> [RECORDED DATA]
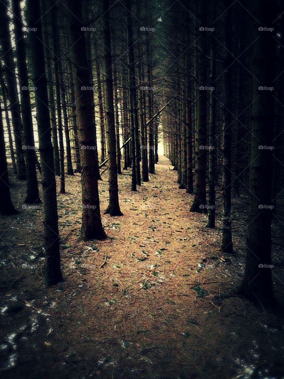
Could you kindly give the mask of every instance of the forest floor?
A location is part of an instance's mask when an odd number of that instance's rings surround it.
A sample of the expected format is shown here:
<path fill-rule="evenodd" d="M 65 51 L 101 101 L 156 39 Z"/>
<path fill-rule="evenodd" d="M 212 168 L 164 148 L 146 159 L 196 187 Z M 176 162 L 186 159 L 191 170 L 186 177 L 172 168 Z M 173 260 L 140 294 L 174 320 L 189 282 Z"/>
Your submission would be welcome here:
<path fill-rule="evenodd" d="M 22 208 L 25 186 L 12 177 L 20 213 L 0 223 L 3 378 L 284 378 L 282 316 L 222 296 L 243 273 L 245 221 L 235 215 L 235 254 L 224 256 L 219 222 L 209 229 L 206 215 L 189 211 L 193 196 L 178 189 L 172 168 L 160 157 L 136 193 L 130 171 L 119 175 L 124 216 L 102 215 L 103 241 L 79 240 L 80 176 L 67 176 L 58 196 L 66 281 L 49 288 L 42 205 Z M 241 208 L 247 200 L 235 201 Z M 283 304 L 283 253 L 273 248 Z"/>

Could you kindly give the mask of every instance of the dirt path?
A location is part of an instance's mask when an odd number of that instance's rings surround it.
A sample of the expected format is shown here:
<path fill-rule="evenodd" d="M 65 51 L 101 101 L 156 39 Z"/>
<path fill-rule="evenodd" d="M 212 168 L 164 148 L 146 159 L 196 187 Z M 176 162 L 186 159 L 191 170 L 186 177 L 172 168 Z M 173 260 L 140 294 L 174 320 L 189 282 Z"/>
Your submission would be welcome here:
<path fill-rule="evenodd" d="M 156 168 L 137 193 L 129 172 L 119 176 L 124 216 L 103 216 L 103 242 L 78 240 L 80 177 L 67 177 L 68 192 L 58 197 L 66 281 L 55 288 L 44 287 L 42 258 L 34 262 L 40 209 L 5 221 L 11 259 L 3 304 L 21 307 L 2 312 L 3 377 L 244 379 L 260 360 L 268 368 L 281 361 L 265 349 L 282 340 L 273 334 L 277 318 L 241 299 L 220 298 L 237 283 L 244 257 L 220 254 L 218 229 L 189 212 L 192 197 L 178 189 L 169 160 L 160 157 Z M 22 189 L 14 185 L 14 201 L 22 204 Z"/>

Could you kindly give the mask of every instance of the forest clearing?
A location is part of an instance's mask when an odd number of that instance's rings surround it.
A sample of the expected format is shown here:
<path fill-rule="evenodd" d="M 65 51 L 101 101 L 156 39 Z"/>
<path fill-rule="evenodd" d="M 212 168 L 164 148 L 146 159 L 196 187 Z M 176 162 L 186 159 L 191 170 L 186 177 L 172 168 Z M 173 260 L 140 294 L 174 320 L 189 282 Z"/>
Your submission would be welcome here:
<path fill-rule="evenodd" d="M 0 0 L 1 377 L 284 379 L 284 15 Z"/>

--

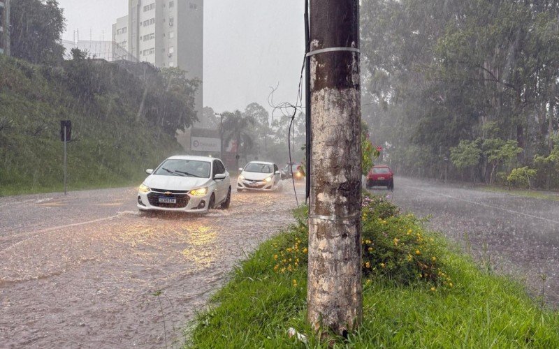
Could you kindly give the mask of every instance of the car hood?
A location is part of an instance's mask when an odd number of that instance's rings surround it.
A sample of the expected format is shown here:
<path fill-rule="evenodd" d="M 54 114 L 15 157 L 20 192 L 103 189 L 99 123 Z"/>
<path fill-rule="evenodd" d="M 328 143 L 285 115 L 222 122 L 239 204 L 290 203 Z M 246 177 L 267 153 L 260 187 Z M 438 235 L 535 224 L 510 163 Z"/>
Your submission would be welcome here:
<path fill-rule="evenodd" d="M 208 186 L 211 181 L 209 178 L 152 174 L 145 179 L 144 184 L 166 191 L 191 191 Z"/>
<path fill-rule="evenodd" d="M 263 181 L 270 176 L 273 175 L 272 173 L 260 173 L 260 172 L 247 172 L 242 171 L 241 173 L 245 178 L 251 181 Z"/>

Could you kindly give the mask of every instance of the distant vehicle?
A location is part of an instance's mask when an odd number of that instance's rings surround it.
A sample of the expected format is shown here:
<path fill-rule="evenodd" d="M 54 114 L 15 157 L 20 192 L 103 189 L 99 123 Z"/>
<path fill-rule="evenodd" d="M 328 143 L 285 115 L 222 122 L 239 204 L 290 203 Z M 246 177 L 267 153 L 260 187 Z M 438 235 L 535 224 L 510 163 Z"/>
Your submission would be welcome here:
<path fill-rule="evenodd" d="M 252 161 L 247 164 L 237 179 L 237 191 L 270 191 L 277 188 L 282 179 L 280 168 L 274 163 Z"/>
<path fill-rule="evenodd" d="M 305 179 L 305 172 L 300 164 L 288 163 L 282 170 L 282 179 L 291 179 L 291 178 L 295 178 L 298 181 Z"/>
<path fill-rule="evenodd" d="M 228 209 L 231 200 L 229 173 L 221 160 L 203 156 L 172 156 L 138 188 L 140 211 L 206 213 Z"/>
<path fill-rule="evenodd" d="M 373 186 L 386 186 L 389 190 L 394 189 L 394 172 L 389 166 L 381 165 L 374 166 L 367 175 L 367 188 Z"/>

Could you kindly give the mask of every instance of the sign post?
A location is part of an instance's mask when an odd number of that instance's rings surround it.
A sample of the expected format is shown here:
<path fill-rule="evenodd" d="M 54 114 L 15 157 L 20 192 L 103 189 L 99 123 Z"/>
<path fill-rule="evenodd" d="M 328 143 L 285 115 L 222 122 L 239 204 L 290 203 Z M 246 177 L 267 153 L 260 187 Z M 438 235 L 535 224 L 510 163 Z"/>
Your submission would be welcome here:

> [PROBLEM REQUIREMENTS] Write out the listing above word for word, from the line containing "the forest floor?" through the line containing "22 208 L 25", including both of those lines.

> [PROBLEM SOLUTION]
Could you kindly give the mask of every instance of the forest floor?
A location is part of an instance's mask when an odd number of that instance's rings surround it.
A sample of the expected format is shown here:
<path fill-rule="evenodd" d="M 65 51 L 101 101 L 156 39 Z"/>
<path fill-rule="evenodd" d="M 212 168 L 164 148 L 146 159 L 196 187 Z M 176 162 L 186 159 L 191 170 L 186 177 L 172 168 Z M 173 260 L 140 294 L 174 320 L 189 282 Z"/>
Your submission would be welcome here:
<path fill-rule="evenodd" d="M 22 208 L 25 186 L 12 177 L 20 213 L 0 223 L 3 378 L 284 378 L 282 316 L 222 296 L 243 273 L 245 221 L 235 215 L 235 254 L 224 256 L 219 222 L 209 229 L 206 215 L 189 211 L 193 196 L 178 189 L 172 168 L 160 157 L 136 193 L 130 171 L 119 175 L 124 216 L 102 215 L 103 241 L 79 240 L 80 176 L 67 176 L 58 196 L 66 281 L 49 288 L 42 205 Z M 241 208 L 247 200 L 235 201 Z M 283 304 L 283 253 L 273 248 Z"/>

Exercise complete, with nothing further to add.